### Instruction 1
For each statement below, decide whether the empadronamiento thread supports it, and answer yes or no with the deciding words from the thread quoted exactly. (a) According to xabiaxica, proof of address is required for the NIE. (b) Overandout says some places will accept a water or electricity bill in your name. (c) Mud has an EU passport.
### Instruction 2
Reproduce word for word everything in the empadronamiento thread from "Leaving aside the" down to "live somewhere mainly.".
___ Provided passage
# question about empadronamiento!



## Mud (Oct 9, 2013)

hi guys! 
I have a question about empadronamiento, after talking to my hopefully soon-to-be landlord in Malaga and asking him if I can do what I plan to do, (NIE, autonomo, residencia) on the contract I will have allowing me to stay there. 

The contract includes a clause saying that the person signing has this place as a second address, not their main one, which is written at the top of the contract.

It is for about 6 months, and afterwards I will have to find another place.


He said that I *will be able* to use the contract as a proof of address/residence when I am signing up for NIE, etc, BUT, that I will not be able to use it for empadronamiento, because it is not a long enough stay (he said that would be something more like 10 months?), and that padron is something he also has had a lot of trouble with. (He is living in Spain since 2014).

I want to verify if I need padron among my first steps of 90 days of being in Malaga, or if it can happen later on, when I can find another place.

Thank you!


----------



## xabiaxica (Jun 23, 2009)

iris muddy said:


> hi guys!
> I have a question about empadronamiento, after talking to my hopefully soon-to-be landlord in Malaga and asking him if I can do what I plan to do, (NIE, autonomo, residencia) on the contract I will have allowing me to stay there.
> 
> The contract includes a clause saying that the person signing has this place as a second address, not their main one, which is written at the top of the contract.
> ...


Many ayuntamientos are indeed refusing these temporary contracts for the padrón, simply because you can only be registered on the padrón at your main address - so wherever you spend the majority of your time - 10 months has nothing to do with it. If you live here, you register on the padrón & should do so at the earliest opportunity, for many reasons.

Proof of address isn't needed for the NIE nor for registering as resident. 

However, some extranjerías want to see the padrón before registering you, some the other way round (which is how it's meant to be)

Were I you, I'd look for a property where the landlord is prepared to give you a proper residential contract.

All this is assuming you're an EU citizen. Your flags suggest that you're Canadian? 
If so, then you have to be on the padrón before sorting out your TIE, which has to be done within 3 months.


----------



## Overandout (Nov 10, 2012)

Leaving aside the dubious legalities of the contract (the landlord is trying to avoid that the law on rentals (LAU) applies to the contract by stipulating that this will not be your primary residence), you need to check with the town hall.
In some places you need a valid rental contract, which yours probably wouldn't be, but in other places they will accept a water or electricity bill in your name at the address of the property.


----------



## Mud (Oct 9, 2013)

Luckily, I have an EU passport also, as I have EU nationality as well as Canadian citizenship. 

Hmm ok I had a feeling it had nothing to do with 10 months, but more that you actually live somewhere mainly.
I did not know that some want padron before... good to know that's a possibility!

Oh, I hadn't heard of LAU nor that the clause in this contract could be avoiding anything.

Thank you guys!


----------



## Lynn R (Feb 21, 2014)
______
___ Extracted entries
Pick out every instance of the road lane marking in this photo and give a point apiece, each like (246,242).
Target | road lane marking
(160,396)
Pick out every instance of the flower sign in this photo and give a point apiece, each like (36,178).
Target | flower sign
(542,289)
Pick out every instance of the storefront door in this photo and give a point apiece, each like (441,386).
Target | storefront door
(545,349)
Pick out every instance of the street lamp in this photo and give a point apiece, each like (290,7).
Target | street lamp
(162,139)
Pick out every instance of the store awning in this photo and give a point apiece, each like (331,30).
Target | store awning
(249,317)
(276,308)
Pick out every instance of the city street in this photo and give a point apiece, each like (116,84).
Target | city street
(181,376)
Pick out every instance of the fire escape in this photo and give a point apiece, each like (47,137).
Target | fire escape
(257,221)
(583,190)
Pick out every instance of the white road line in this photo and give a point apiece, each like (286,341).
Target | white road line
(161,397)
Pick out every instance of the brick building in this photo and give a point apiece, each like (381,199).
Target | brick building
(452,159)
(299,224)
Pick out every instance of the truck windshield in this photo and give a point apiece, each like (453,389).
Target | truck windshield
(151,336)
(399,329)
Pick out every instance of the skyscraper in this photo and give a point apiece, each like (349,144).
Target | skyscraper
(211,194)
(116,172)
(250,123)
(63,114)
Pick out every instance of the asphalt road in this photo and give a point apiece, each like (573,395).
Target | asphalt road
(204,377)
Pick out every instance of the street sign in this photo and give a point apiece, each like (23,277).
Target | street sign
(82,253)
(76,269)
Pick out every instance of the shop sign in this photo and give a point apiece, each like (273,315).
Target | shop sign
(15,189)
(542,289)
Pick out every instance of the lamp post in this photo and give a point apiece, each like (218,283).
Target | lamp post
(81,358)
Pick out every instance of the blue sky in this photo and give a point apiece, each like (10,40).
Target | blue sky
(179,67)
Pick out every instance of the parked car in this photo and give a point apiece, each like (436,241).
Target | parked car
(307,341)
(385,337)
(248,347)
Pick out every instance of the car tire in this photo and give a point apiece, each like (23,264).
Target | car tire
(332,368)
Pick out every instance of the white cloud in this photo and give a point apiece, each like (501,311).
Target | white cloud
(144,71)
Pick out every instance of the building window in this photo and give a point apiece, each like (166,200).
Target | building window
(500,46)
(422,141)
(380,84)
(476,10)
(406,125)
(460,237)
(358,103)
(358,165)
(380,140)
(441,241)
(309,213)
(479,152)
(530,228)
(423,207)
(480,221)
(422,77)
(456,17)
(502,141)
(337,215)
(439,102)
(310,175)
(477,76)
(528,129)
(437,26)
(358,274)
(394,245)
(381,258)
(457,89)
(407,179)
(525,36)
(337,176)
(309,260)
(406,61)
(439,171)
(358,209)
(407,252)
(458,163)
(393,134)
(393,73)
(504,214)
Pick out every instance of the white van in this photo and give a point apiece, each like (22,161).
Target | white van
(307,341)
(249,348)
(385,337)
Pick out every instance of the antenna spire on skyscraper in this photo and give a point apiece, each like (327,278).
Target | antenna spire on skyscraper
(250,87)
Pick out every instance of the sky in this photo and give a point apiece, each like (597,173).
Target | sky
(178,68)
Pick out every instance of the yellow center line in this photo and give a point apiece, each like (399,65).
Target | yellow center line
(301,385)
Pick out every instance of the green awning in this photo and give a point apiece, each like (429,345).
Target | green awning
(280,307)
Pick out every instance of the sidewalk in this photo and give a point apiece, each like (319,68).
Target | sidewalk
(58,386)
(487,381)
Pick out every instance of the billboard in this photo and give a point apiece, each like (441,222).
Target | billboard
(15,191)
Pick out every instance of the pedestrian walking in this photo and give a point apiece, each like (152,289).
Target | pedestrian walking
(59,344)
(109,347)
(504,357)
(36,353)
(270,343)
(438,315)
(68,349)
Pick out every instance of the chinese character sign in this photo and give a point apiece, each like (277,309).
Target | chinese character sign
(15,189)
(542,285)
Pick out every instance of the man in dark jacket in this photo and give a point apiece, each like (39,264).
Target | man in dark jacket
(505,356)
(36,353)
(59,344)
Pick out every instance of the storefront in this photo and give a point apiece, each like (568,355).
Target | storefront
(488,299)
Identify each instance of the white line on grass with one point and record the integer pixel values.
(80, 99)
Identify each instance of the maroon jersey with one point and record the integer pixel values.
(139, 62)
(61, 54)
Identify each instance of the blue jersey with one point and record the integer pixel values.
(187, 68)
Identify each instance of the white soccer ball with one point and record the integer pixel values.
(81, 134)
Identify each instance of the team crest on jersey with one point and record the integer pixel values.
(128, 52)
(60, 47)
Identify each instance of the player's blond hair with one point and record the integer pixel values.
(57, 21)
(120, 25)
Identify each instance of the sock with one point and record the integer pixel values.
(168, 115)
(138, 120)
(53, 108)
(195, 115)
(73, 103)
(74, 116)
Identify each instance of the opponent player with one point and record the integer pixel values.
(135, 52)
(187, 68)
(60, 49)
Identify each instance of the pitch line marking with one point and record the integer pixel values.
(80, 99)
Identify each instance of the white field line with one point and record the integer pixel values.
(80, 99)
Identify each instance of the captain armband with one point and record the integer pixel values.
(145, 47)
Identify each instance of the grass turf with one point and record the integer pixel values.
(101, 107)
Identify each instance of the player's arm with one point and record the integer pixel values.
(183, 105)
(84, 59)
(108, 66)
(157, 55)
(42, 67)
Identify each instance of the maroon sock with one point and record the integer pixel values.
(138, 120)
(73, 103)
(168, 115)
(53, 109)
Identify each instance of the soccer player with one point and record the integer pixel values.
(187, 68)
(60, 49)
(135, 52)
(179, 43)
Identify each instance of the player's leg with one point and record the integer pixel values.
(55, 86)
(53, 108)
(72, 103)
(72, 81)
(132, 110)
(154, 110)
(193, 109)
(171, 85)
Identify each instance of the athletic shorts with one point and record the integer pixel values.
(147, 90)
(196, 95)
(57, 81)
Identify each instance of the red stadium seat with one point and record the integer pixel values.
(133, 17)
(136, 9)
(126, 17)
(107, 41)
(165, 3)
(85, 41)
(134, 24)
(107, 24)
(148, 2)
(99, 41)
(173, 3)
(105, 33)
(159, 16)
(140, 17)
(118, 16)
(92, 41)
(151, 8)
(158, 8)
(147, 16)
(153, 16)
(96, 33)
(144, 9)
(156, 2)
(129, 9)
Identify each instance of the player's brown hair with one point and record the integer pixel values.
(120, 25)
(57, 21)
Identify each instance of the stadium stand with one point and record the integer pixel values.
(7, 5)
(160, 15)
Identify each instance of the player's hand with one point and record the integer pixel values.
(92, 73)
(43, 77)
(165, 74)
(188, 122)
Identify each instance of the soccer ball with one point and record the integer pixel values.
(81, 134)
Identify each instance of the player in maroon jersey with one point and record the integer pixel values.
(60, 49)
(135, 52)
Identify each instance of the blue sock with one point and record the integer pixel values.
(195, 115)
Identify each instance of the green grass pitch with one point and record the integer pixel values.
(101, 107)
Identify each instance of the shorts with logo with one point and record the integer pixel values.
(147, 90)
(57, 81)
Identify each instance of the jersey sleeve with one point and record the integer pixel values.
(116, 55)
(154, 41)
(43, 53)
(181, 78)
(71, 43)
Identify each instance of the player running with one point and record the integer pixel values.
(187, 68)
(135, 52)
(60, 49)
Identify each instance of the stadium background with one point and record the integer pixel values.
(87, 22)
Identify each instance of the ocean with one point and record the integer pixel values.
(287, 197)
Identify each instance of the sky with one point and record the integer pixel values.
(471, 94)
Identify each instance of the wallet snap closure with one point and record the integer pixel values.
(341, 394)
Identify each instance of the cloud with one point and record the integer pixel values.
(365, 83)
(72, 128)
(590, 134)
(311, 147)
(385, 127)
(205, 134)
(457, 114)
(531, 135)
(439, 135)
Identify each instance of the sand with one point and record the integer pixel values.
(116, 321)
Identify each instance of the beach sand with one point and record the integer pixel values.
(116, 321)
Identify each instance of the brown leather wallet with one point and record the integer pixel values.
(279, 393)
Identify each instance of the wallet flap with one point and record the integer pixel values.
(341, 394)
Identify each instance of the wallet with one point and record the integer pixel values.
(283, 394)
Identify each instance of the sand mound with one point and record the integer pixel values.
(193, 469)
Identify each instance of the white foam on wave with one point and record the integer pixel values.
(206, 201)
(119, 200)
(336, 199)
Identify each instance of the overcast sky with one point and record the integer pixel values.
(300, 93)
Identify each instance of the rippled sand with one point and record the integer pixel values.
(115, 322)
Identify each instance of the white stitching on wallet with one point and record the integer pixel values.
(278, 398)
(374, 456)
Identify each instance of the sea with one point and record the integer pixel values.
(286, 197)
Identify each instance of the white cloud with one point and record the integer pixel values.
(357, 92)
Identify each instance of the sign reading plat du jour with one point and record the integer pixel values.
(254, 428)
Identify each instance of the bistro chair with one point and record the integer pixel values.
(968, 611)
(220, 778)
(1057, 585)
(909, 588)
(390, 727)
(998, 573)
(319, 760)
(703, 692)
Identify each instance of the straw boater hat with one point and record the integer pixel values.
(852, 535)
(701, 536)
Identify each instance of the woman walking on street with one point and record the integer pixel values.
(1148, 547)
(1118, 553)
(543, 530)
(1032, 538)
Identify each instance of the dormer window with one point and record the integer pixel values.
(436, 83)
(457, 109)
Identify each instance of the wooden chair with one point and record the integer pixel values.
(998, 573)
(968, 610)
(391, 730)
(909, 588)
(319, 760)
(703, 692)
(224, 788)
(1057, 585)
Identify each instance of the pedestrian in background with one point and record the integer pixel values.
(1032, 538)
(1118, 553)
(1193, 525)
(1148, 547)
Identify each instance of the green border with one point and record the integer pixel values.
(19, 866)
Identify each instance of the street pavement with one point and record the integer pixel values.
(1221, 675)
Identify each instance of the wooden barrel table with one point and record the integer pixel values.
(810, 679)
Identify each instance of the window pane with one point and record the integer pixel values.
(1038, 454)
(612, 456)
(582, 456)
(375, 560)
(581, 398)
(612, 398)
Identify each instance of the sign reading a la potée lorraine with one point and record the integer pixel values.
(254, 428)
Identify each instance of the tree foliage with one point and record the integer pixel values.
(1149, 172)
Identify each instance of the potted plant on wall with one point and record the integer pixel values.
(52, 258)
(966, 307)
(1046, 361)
______
### Written response 1
(a) No: "Proof of address isn't needed for the NIE nor for registering as resident."
(b) Yes: "in other places they will accept a water or electricity bill in your name at the address of the property."
(c) Yes: "Luckily, I have an EU passport also"

### Written response 2
Leaving aside the dubious legalities of the contract (the landlord is trying to avoid that the law on rentals (LAU) applies to the contract by stipulating that this will not be your primary residence), you need to check with the town hall.
In some places you need a valid rental contract, which yours probably wouldn't be, but in other places they will accept a water or electricity bill in your name at the address of the property.


----------



## Mud (Oct 9, 2013)

Luckily, I have an EU passport also, as I have EU nationality as well as Canadian citizenship. 

Hmm ok I had a feeling it had nothing to do with 10 months, but more that you actually live somewhere mainly.